§ Problem: Print each line of the listing once more, precisely as given.

§ Raw data:
## START

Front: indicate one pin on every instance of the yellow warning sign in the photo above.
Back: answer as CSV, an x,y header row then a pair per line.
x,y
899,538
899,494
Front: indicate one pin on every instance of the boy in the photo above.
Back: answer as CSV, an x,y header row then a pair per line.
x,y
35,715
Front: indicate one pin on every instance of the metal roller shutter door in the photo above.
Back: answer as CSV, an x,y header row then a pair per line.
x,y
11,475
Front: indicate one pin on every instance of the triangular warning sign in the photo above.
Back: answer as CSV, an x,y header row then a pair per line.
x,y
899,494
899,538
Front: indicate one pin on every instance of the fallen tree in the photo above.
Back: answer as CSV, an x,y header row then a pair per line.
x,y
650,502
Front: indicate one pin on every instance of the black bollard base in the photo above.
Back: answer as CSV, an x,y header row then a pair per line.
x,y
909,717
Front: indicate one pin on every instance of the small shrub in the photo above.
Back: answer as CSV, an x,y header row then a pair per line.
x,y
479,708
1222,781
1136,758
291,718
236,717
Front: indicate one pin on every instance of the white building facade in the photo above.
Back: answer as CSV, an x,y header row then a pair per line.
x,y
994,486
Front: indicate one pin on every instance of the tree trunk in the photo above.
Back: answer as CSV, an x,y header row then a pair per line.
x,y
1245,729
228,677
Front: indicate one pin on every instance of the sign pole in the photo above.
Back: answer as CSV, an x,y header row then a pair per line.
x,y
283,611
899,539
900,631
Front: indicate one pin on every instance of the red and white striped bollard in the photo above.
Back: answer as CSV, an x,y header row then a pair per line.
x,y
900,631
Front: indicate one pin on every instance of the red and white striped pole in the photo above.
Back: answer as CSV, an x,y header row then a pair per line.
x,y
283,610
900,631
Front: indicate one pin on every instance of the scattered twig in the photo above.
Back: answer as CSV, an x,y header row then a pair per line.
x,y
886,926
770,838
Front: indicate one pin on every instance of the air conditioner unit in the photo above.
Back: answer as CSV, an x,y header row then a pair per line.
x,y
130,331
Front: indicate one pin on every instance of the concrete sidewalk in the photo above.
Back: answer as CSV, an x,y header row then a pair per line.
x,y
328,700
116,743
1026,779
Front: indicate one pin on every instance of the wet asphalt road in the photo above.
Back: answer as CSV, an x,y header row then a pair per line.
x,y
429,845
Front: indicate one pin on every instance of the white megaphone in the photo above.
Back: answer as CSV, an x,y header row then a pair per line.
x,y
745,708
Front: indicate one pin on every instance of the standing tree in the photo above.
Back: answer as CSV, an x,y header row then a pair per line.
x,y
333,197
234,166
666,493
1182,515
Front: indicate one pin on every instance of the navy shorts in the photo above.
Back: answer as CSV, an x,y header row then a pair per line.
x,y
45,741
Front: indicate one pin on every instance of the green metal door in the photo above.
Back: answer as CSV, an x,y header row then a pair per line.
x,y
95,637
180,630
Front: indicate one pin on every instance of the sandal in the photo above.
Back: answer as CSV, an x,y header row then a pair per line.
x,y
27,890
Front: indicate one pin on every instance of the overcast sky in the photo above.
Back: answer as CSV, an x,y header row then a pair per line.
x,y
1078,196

## END

§ Solution to this exercise:
Front: indicate one pin on every instance of the yellow warning sign in the photo above.
Back: answer as CSV, an x,y header row then a pair per line.
x,y
899,538
899,494
Front: indicate one pin on every instance of the boy in the photo above.
Back: answer as CSV, an x,y header row then a pair per line.
x,y
35,715
Front: indicate one pin on every instance of the metal roller shutter door in the photo above.
Back: answer as CSV, an x,y header row then a pair per line.
x,y
11,475
Front: indicate one pin on every instance of the triangular warning sign in the photo above.
Back: answer as CSV, an x,y header row then a pair per line.
x,y
899,494
899,538
Front: indicate one pin on every instance of the fallen tree in the photo above.
Back: answer as CSV, an x,y header row then a pair per line.
x,y
650,502
Front: indicate one pin on every instance of the black bollard base in the photo above.
Back: answer as CSV, an x,y header row then a pair per line.
x,y
909,717
Front: indicate one pin on every instance of the small shrub in the photo above.
Back: answer as CSV, an x,y header row then a pair per line.
x,y
479,708
1222,781
1136,758
291,718
236,717
Front: indicate one pin on every instance of the white building facade in the photo above.
Back: answer as CSV, an x,y header row then a pair per line.
x,y
994,486
Front: indicate one pin on every instance of the tree trunk in the photo above.
Back: answer as CSV, an x,y header row then a pair per line.
x,y
1245,729
228,677
Front: indicate one pin on every instance of the sign pole in the photo above.
Back: answer as CSV, an x,y header row then a pair per line.
x,y
283,611
899,539
900,631
Front: indicate one pin on every instance of the red and white striped bollard in the photo above.
Back: answer as CSV, an x,y header row then a pair per line.
x,y
900,631
Front: indicate one pin on every instance of the red and white striped pole in the photo above.
Back: answer as CSV, an x,y header row then a pair per line.
x,y
283,610
900,631
Front: indicate one pin on every instance of the scattered twig in the photo above.
Back: answer as CSV, an x,y header row then a pair per line.
x,y
886,926
770,838
Front: indicate one pin on every instance of the air conditioner unit in the photo above.
Back: answer as CSV, an x,y header row then a pair per line.
x,y
130,331
Front: indicate one pin on every instance of the concrete sidewalk in the photo above.
Back: answer as CSV, an x,y header row then a pair per line.
x,y
328,700
116,743
1026,779
Front: indicate one pin on every instance of the wet asphalt road in the photo above.
Back: answer as CSV, an x,y header row then a pair per line.
x,y
429,845
Front: indicate one pin on every instance of the white megaphone in the photo above.
Back: answer as CSV, an x,y header row then a pair per line.
x,y
745,708
Front: indicate one pin on every instance of the standing tree in the photo above.
Back: answer as CSV, an x,y header row then a pair per line.
x,y
333,197
234,166
666,493
1182,515
Front: indicate one pin on every instance of the navy shorts in the photo above.
Back: answer as CSV, an x,y header row then a pair per line.
x,y
45,741
Front: indicate one pin on every instance of the green metal door in the photo above.
Back: answer as CSV, an x,y header row then a pair per line.
x,y
95,637
180,630
Front: indicate one pin on every instance of the sandal in the photo above.
Back: answer as CSV, an x,y header row then a pair per line.
x,y
27,890
Front: indicate one pin on every instance of the overcast sky in the photo above.
Back: answer as CSV, an x,y header row then a pair per line.
x,y
1078,196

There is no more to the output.